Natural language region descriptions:

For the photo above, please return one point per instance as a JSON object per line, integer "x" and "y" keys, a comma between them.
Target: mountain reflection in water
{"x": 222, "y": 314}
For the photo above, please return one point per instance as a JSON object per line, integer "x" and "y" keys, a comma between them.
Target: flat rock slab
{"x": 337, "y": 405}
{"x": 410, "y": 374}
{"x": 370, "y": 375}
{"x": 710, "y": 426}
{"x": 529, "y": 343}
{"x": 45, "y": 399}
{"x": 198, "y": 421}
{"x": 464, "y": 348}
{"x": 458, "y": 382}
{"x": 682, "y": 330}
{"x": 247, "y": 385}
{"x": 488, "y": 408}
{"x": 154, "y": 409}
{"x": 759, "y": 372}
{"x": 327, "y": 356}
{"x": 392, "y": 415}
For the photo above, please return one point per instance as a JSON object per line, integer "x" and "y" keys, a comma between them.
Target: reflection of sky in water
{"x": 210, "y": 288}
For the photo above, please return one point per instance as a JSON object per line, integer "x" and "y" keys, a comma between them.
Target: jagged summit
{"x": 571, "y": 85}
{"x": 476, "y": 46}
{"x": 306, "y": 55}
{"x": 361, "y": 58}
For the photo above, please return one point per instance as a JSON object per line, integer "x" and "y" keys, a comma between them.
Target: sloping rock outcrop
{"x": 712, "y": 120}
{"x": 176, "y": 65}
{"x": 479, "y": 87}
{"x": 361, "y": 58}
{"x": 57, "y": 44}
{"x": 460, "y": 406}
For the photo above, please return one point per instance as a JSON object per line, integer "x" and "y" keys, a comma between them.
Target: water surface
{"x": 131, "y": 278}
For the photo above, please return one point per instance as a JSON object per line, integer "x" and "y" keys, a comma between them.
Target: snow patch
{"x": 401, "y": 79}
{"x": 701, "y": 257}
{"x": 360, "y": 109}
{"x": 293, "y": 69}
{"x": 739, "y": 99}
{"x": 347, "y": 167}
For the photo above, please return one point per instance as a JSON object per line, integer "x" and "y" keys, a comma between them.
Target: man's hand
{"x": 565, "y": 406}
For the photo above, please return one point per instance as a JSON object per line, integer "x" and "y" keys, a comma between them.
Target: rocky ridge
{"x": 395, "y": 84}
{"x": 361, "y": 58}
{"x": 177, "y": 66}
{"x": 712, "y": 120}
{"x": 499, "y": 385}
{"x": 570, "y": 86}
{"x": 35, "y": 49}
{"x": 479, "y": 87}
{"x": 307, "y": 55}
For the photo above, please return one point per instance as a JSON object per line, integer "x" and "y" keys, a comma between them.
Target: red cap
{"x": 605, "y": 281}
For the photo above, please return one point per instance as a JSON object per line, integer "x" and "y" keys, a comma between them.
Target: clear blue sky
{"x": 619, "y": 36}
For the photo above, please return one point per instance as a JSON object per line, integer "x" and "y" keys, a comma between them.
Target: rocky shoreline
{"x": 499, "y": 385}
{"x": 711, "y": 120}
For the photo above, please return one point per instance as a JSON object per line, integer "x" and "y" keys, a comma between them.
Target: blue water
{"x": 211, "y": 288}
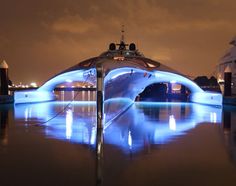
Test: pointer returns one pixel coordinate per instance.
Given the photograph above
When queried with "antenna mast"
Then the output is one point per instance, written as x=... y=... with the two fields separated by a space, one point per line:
x=122 y=34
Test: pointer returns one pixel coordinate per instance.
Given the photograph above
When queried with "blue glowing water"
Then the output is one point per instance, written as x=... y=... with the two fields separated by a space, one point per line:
x=53 y=143
x=143 y=123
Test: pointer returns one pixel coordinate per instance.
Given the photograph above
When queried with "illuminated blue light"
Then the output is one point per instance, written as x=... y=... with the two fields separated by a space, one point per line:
x=69 y=121
x=172 y=123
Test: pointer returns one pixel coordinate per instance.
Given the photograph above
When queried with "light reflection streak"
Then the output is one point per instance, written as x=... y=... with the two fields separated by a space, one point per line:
x=69 y=121
x=155 y=122
x=172 y=123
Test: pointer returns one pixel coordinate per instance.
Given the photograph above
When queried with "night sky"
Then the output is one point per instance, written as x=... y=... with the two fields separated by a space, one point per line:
x=39 y=38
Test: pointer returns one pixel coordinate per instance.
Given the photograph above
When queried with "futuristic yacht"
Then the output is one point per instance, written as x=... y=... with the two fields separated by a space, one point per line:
x=126 y=73
x=228 y=63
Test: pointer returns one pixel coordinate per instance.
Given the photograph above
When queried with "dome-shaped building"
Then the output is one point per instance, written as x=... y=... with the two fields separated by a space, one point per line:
x=126 y=73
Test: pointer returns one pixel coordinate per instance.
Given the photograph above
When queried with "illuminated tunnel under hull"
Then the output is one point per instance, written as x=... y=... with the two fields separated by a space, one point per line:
x=126 y=73
x=123 y=83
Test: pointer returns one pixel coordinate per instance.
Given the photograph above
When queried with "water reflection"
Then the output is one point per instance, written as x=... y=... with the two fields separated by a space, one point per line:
x=159 y=123
x=229 y=131
x=4 y=117
x=143 y=123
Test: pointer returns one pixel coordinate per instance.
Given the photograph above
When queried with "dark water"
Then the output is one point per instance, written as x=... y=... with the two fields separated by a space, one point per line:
x=150 y=144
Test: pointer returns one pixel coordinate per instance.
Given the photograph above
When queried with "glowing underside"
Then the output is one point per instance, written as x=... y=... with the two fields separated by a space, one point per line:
x=125 y=82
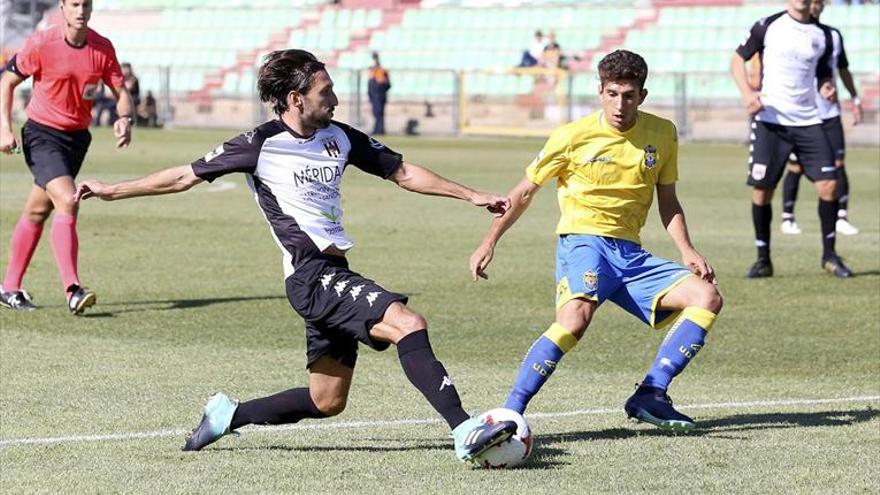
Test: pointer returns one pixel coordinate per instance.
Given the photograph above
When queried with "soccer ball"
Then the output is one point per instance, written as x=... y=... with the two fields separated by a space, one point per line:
x=511 y=452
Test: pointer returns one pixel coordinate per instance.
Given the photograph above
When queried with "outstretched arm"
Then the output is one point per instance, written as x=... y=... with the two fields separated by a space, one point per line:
x=520 y=197
x=751 y=99
x=8 y=82
x=125 y=110
x=169 y=180
x=421 y=180
x=850 y=85
x=672 y=216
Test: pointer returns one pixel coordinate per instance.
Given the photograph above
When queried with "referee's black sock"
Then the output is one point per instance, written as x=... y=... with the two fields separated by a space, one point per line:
x=789 y=193
x=285 y=407
x=842 y=191
x=827 y=221
x=430 y=377
x=761 y=218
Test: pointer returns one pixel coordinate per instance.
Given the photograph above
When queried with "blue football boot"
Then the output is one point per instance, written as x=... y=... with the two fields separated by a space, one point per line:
x=652 y=405
x=473 y=437
x=214 y=424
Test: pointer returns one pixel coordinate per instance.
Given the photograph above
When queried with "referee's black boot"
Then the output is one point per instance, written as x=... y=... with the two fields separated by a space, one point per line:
x=762 y=268
x=834 y=265
x=79 y=299
x=17 y=300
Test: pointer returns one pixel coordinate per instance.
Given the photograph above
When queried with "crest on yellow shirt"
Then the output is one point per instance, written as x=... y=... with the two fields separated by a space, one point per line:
x=591 y=280
x=650 y=156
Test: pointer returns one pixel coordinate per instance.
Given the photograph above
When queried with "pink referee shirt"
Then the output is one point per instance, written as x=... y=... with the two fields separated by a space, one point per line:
x=65 y=77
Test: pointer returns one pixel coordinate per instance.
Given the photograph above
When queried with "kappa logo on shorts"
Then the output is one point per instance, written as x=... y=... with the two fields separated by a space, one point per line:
x=371 y=297
x=214 y=154
x=326 y=279
x=759 y=171
x=591 y=280
x=356 y=291
x=340 y=286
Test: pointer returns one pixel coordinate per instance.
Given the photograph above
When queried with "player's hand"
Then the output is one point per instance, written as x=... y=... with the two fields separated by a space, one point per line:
x=8 y=143
x=857 y=111
x=753 y=103
x=480 y=260
x=828 y=91
x=497 y=205
x=699 y=266
x=122 y=131
x=92 y=188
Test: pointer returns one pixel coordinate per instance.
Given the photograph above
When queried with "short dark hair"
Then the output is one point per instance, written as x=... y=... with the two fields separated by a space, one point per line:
x=284 y=71
x=623 y=65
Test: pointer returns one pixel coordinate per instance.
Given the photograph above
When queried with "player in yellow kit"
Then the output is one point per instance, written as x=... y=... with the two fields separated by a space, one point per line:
x=607 y=166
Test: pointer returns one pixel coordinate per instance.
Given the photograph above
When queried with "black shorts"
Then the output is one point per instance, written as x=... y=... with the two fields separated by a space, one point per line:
x=771 y=145
x=51 y=153
x=340 y=307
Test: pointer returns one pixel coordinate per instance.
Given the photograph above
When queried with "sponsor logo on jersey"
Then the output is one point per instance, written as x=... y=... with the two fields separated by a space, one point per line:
x=759 y=170
x=591 y=280
x=215 y=153
x=331 y=147
x=312 y=175
x=650 y=156
x=331 y=215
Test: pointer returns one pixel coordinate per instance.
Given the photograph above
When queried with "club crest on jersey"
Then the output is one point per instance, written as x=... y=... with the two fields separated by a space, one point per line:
x=331 y=147
x=90 y=91
x=650 y=156
x=591 y=280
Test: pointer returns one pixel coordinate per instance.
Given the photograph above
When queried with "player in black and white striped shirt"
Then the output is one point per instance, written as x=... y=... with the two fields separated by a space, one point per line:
x=794 y=50
x=294 y=166
x=830 y=112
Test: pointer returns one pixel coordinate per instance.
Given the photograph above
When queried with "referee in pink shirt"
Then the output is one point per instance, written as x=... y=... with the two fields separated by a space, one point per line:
x=68 y=63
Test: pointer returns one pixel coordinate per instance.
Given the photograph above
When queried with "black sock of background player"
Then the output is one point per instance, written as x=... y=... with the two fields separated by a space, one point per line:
x=827 y=220
x=842 y=190
x=430 y=377
x=789 y=193
x=761 y=218
x=285 y=407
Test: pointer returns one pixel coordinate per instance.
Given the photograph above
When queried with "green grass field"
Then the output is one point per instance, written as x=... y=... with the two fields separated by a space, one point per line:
x=191 y=301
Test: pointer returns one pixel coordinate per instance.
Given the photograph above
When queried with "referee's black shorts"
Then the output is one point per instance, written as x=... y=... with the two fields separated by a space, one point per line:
x=51 y=153
x=339 y=306
x=771 y=145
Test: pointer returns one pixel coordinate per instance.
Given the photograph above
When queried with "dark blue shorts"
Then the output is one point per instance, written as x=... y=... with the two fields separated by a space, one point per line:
x=51 y=153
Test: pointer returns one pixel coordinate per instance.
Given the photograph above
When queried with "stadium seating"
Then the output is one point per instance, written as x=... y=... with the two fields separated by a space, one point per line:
x=214 y=49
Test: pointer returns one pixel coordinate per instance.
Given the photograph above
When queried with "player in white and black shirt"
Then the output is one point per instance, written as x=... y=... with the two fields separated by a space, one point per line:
x=829 y=112
x=794 y=50
x=294 y=166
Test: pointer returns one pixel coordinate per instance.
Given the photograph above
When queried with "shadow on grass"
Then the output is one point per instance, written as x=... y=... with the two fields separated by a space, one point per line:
x=171 y=304
x=717 y=428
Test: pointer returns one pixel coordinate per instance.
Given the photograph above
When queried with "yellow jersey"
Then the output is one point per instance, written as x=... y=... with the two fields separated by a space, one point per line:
x=606 y=178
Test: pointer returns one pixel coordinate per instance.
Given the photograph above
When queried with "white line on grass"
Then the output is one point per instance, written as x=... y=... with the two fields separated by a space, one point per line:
x=13 y=442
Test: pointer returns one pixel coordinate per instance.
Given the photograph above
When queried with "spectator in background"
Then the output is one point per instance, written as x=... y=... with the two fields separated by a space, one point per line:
x=534 y=54
x=552 y=56
x=131 y=84
x=377 y=90
x=148 y=113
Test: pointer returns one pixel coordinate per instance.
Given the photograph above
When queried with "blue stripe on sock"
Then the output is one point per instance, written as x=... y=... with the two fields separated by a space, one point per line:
x=676 y=351
x=537 y=366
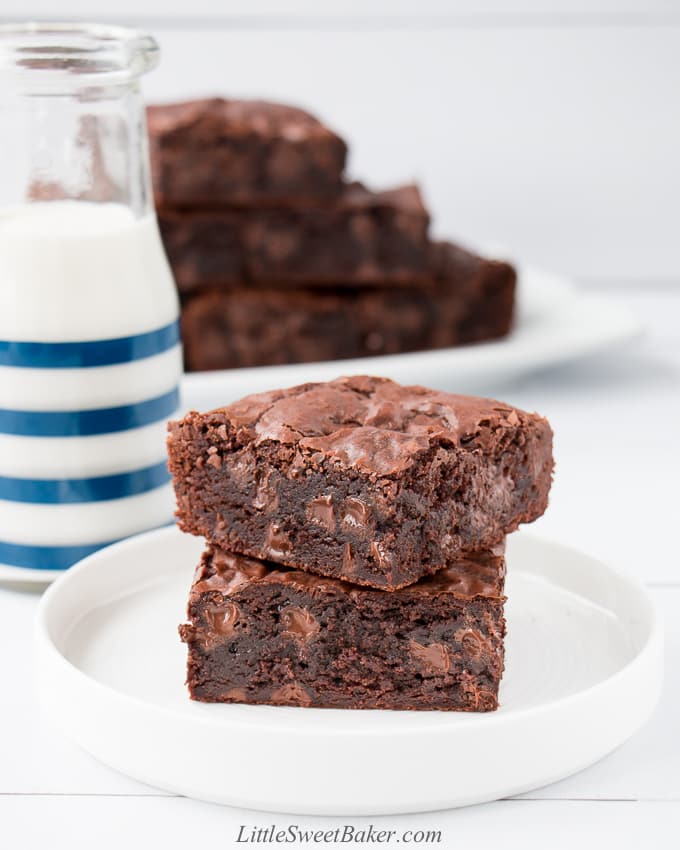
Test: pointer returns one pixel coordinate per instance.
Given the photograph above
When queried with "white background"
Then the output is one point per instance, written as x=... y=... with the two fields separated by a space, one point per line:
x=549 y=127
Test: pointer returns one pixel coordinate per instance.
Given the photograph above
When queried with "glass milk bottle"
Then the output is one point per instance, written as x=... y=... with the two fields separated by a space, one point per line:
x=90 y=357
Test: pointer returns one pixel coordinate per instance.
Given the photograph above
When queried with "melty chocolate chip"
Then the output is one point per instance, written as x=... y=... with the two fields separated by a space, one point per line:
x=356 y=512
x=291 y=694
x=299 y=623
x=434 y=658
x=278 y=543
x=321 y=510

**TASK TO CARRY OUT:**
Show the lines above with "yellow".

**RESULT:**
When queried with "crest on yellow shirt"
When queried with "player in yellow kit"
When queried with "yellow jersey"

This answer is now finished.